**The problem:**
In the data below, the answer is the run of lines from the line containing "Using the provided image, produce bounding boxes for tree" through the line containing "Using the provided image, produce bounding boxes for blue", both included; print it exactly and nothing else.
***** Record excerpts *****
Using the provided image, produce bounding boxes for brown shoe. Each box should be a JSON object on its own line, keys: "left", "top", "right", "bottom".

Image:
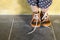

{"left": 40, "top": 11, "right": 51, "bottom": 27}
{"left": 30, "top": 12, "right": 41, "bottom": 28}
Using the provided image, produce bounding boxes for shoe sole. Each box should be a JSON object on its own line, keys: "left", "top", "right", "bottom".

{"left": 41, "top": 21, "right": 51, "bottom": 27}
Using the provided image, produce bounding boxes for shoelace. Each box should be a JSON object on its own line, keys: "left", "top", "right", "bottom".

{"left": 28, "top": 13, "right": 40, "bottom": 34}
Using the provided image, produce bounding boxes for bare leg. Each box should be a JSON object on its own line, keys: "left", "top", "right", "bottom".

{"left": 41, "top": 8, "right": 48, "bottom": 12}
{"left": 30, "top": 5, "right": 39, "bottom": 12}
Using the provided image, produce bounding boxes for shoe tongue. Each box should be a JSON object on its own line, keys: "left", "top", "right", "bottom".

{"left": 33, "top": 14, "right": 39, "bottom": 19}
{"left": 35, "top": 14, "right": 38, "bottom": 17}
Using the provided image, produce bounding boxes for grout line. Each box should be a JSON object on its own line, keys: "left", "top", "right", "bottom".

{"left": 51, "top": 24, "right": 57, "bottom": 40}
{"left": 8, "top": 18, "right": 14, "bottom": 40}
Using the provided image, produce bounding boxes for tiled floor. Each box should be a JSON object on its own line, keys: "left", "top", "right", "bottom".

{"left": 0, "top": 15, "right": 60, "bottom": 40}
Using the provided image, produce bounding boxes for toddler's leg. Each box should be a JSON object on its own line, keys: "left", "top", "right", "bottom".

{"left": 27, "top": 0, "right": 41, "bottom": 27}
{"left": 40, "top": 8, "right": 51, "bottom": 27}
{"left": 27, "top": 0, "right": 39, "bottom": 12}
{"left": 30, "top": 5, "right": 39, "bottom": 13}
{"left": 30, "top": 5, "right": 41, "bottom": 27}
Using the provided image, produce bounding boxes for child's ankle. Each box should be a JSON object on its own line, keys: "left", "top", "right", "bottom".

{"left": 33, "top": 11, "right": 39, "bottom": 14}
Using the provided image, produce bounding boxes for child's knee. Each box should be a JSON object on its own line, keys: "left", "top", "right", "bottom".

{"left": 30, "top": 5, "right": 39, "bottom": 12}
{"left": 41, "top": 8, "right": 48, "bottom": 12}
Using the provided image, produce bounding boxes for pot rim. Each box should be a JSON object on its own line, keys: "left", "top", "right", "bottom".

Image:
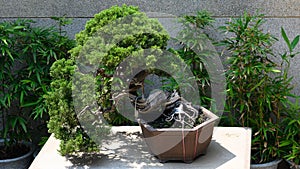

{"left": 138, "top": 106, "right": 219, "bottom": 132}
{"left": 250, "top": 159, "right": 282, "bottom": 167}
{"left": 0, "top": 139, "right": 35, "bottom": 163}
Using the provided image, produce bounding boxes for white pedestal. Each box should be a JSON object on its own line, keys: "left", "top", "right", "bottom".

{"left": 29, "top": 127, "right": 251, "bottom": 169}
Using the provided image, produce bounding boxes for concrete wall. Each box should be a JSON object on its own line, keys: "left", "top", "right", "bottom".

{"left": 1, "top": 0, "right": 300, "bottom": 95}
*****
***** Record excerpts *****
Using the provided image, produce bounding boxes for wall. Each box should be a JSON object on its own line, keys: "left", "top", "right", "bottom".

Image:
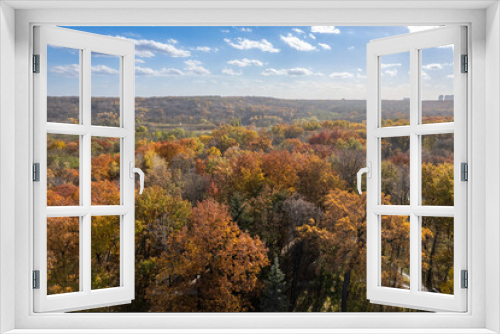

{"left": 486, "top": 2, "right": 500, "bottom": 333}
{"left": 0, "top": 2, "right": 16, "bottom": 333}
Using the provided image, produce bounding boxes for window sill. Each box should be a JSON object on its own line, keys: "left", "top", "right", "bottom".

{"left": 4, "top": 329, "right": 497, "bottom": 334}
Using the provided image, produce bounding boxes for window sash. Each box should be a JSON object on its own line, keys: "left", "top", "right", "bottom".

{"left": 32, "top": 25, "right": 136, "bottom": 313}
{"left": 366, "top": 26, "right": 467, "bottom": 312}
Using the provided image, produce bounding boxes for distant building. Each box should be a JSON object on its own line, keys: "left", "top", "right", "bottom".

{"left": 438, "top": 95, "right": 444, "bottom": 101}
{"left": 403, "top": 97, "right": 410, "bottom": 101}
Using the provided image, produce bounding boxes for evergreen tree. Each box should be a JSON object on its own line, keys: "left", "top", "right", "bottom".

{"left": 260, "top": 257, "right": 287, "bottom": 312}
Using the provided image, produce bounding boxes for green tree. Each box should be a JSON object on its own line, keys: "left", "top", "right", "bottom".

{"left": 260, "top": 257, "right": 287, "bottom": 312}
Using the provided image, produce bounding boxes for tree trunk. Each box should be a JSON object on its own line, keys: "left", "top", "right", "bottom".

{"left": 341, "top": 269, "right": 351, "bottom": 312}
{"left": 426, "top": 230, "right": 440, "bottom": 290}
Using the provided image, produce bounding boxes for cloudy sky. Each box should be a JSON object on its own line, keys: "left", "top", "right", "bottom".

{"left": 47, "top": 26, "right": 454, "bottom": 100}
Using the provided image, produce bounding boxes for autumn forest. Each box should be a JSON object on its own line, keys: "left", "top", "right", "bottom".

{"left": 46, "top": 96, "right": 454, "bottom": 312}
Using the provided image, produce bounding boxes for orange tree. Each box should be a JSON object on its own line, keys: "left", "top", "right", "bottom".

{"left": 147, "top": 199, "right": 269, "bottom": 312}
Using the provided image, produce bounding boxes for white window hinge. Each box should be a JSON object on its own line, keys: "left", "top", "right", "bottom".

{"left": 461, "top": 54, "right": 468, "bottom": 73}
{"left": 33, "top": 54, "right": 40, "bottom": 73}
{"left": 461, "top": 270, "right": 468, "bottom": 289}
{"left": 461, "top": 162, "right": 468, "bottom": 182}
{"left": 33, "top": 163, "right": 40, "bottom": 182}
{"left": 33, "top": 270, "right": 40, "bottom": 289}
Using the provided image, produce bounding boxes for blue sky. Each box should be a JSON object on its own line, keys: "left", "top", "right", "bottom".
*****
**Task result:**
Using the provided image, produce bounding boxes for tree trunk. Each box should be a JSON object on its own line, keys: "left", "top", "right", "bottom".

{"left": 341, "top": 269, "right": 351, "bottom": 312}
{"left": 426, "top": 230, "right": 440, "bottom": 290}
Using the provided image, produce bounding boxes for cloudy sky. Each box should be a JSON object on its own line, keys: "left", "top", "right", "bottom".

{"left": 47, "top": 26, "right": 454, "bottom": 100}
Using the provided image, produce bounding boxes for autumn forest. Each box should be a JSON object on its own line, keys: "left", "top", "right", "bottom".

{"left": 46, "top": 96, "right": 454, "bottom": 312}
Using the provided image, produce bounding boxes for orange tree. Each box should be a JSON object on its own line, keys: "left", "top", "right", "bottom".

{"left": 147, "top": 199, "right": 269, "bottom": 312}
Using the provided image, produce bounding boxes for white window hinge. Each box should be a JSON object on its own line, keys: "left", "top", "right", "bottom".

{"left": 461, "top": 54, "right": 468, "bottom": 73}
{"left": 33, "top": 54, "right": 40, "bottom": 73}
{"left": 461, "top": 270, "right": 468, "bottom": 289}
{"left": 461, "top": 162, "right": 468, "bottom": 182}
{"left": 33, "top": 163, "right": 40, "bottom": 182}
{"left": 33, "top": 270, "right": 40, "bottom": 289}
Using the provided image, produce bounding boxes for blue sky. Each box should be a JSON object on its own line, keys: "left", "top", "right", "bottom".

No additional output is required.